### PROBLÈME COURT 1
Dans le texte sur la Convention, qui répondit de la tranquillité de la capitale lors de la séance du 27 ?
### PROBLÈME COURT 2
Transcrivez à l'identique les lignes du listing, en commençant à son début et en terminant à la ligne qui contient « POLYGON ((226 99, 244 », celle-ci comprise.

### TEXTE À LIRE
%%
Les choses s'envenimaient de plus en plus. Bien que, dans la séance du 27, le maire, Pache, eût répondu de la tranquillité de la capitale et de la sûreté de la Convention, les violences dont l'Assemblée devint le théâtre furent un présage certain de l'insurrection au dehors. La lutte était trop vivement engagée pour qu'un dénouement prochain ne fût pas inévitable. Quelques citoyens d'un patriotisme trop ardent ayant été arrêtés, après Hébert, par ordre de la commission des Douze, Danton s'écria : Tant d'impudence commence à nous peser ; nous vous résisterons. Au milieu de ces discussions orageuses et de ces emportements sans frein où Bourdon (de l'Oise), un thermidorien alla jusqu'à menacer d'égorger le président, Saint-Just gardait le silence et se tenait à l'écart, spectateur désespéré de ces scènes de désordre dont l'imprudente Gironde était la cause. Garat lui-même, si hostile aux Montagnards dans ses Mémoires, et qui siégeait parmi les Girondins, Garat se fit l'accusateur de ces derniers. Ce sont quelques membres de la Convention, dit le ministre de l'intérieur, qui sont la cause des dissensions qui existent entre la Commune et la Convention, et cela sans mauvaise intention de la part de la Commune... J'ai interrogé les sentiments secrets de quelques membres de la commission des Douze. Eh bien, je me suis persuadé qu'ils ont l'imagination frappée. Ils croient qu'ils doivent avoir un grand courage, qu'ils doivent mourir pour sauver la République. Ils m'ont paru dans des erreurs qui me sont incompréhensibles. Je les crois des gens vertueux, des hommes de bien ; mais la vertu a ses erreurs, et ils en ont de grandes.
%%
### Enregistrements du jeu de données de segmentation
%%
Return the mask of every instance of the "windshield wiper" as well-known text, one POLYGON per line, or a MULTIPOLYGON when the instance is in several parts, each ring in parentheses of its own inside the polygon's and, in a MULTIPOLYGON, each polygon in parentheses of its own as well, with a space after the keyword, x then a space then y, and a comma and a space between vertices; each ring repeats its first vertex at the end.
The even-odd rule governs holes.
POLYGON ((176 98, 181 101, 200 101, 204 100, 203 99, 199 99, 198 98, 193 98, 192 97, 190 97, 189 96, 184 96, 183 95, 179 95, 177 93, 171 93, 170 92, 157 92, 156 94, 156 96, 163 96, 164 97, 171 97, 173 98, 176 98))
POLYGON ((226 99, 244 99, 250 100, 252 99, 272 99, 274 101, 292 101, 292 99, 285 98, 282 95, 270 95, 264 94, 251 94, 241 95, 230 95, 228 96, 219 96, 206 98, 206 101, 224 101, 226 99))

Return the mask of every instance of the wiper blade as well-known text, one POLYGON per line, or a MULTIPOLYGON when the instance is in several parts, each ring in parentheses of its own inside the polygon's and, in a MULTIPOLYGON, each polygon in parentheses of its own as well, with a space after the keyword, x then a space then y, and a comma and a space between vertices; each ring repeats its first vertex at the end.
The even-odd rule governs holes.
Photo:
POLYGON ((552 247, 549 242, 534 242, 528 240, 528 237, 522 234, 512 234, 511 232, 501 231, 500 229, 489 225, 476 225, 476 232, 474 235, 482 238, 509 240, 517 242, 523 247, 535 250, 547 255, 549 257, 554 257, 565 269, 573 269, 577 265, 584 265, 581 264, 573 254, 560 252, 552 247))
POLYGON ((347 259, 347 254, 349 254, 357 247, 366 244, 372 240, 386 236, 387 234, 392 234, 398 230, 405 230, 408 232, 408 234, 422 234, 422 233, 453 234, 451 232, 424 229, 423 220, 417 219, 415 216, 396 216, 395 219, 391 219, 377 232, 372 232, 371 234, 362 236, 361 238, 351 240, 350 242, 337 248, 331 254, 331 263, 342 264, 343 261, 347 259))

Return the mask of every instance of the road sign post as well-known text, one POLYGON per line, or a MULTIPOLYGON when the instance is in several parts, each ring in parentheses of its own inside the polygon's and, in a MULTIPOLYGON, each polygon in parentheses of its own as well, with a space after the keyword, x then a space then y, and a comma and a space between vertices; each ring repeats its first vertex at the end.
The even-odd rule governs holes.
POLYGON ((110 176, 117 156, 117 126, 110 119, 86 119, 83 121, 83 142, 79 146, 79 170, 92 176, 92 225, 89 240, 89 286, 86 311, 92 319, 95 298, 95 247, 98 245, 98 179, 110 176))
%%
### RÉPONSE COMPLÈTE 1
Le maire, Pache.

### RÉPONSE COMPLÈTE 2
Return the mask of every instance of the "windshield wiper" as well-known text, one POLYGON per line, or a MULTIPOLYGON when the instance is in several parts, each ring in parentheses of its own inside the polygon's and, in a MULTIPOLYGON, each polygon in parentheses of its own as well, with a space after the keyword, x then a space then y, and a comma and a space between vertices; each ring repeats its first vertex at the end.
The even-odd rule governs holes.
POLYGON ((176 98, 181 101, 200 101, 204 100, 203 99, 199 99, 198 98, 193 98, 192 97, 190 97, 189 96, 184 96, 183 95, 179 95, 177 93, 171 93, 170 92, 157 92, 156 94, 156 96, 163 96, 164 97, 171 97, 173 98, 176 98))
POLYGON ((226 99, 244 99, 250 100, 252 99, 272 99, 274 101, 292 101, 292 99, 285 98, 282 95, 270 95, 264 94, 251 94, 241 95, 230 95, 228 96, 219 96, 206 98, 206 101, 224 101, 226 99))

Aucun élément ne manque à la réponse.